▶ Task description
Rewrite the records below, replacing each occurrence of "help me greatly" with "be a big help" and leaving all other text as it is.

▶ Records for processing
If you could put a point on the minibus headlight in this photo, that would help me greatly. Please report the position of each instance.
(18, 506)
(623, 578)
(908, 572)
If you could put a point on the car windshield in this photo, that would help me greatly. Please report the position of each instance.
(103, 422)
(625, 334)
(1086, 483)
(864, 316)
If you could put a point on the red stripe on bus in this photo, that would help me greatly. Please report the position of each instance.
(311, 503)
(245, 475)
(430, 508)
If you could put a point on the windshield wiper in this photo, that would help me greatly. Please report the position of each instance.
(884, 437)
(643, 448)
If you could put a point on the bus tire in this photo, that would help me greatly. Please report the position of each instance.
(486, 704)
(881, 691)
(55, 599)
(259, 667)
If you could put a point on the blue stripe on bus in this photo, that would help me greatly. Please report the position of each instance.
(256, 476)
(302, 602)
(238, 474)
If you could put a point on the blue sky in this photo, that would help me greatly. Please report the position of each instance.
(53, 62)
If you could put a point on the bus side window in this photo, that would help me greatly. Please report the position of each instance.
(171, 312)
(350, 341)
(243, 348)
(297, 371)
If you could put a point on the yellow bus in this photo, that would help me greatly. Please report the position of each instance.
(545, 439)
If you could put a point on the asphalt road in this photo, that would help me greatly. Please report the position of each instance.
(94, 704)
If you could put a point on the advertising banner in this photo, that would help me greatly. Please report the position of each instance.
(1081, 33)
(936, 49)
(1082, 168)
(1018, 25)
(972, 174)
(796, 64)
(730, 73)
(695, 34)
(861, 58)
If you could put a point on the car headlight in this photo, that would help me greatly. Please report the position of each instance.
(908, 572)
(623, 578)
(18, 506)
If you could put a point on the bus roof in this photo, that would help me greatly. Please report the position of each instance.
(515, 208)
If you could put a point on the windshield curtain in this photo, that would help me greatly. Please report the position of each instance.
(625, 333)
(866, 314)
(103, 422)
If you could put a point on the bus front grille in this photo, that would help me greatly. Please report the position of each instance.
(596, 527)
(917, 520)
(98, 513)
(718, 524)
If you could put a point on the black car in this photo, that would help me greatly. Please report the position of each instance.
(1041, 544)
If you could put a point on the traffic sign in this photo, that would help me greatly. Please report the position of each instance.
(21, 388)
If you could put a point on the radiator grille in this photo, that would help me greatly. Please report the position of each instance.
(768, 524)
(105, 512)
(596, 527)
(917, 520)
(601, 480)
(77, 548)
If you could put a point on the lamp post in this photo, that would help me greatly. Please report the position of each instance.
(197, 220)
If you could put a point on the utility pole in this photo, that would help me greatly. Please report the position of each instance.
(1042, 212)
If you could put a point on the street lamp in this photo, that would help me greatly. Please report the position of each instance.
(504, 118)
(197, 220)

▶ Worked answer
If you could put a point on the minibus headlight in this photo, that would be a big help. Please report the position of each instance.
(18, 506)
(623, 578)
(908, 572)
If you could put a point on the car windshield in this photo, that would be a big help. Please report the position of each instance.
(103, 422)
(625, 334)
(1086, 483)
(864, 316)
If you could put a point on the red stripe on bus in this photo, that would be a big help. Please report the position of each instance.
(311, 503)
(245, 475)
(430, 508)
If you could put a point on the windshield wiper in this photo, that would be a big help. Please report the position of each instance.
(884, 437)
(643, 448)
If you could put a point on the bus tire in this photo, that would be a big help. Please report the position of each instance.
(486, 704)
(881, 691)
(55, 599)
(259, 667)
If you could put a point on the blue stripe on bus in this photo, that would be a big help. Please report the position of each instance.
(256, 476)
(302, 602)
(238, 474)
If you could put a point on the blue sky in this photo, that would be a big help. Please report the position of each instance.
(53, 62)
If you could put a point on the bus side window in this photo, that would be a big help. Please report the position of each instance.
(171, 312)
(350, 341)
(243, 348)
(297, 371)
If you could put a point on the yellow bus in this photo, that would be a big help. Please report the position of each instance.
(545, 439)
If you could put a point on the asphalt road in this photo, that would be a big help. Please report the position of each instance.
(94, 704)
If you could put a point on the advertising banner in this photo, that would be a big help. Please report the position of each instance.
(1081, 33)
(936, 49)
(1082, 168)
(1018, 25)
(972, 174)
(796, 64)
(730, 73)
(695, 34)
(861, 58)
If you could put a point on the car headlight in this photo, that would be a big help. Please report the position of each instance.
(908, 572)
(623, 578)
(18, 506)
If you could put a point on the bus roof in this photo, that would be a big help. Please report the position of each instance.
(515, 208)
If you could put a point on the windshield curtain in this photo, that would be a big help. Please report the position of each instance.
(625, 333)
(866, 314)
(103, 422)
If you could put a point on the bus front grille in this photo, that would be a big help. Please report the position of each instance.
(596, 527)
(917, 520)
(98, 513)
(718, 524)
If you could put a point on the black car in this photo, that would be a big help. Please report the position of each instance.
(1041, 544)
If you could put a point on the traffic sign in this photo, that would be a big help. Please report the position of each instance.
(21, 388)
If you could put a point on the radiator grille in this photo, that would be a big help. Please report the position of each instance.
(768, 524)
(105, 512)
(596, 527)
(917, 520)
(601, 480)
(77, 548)
If you could put a point on the lamp post in this photo, that would be a big help. Please report the position of each instance.
(197, 220)
If you could put a point on the utility pole in this photo, that would be a big help. Please report the position of each instance.
(1042, 212)
If you could put a point on the street lamp in this photo, that would be a big help. Please report the position of each instance.
(504, 118)
(197, 220)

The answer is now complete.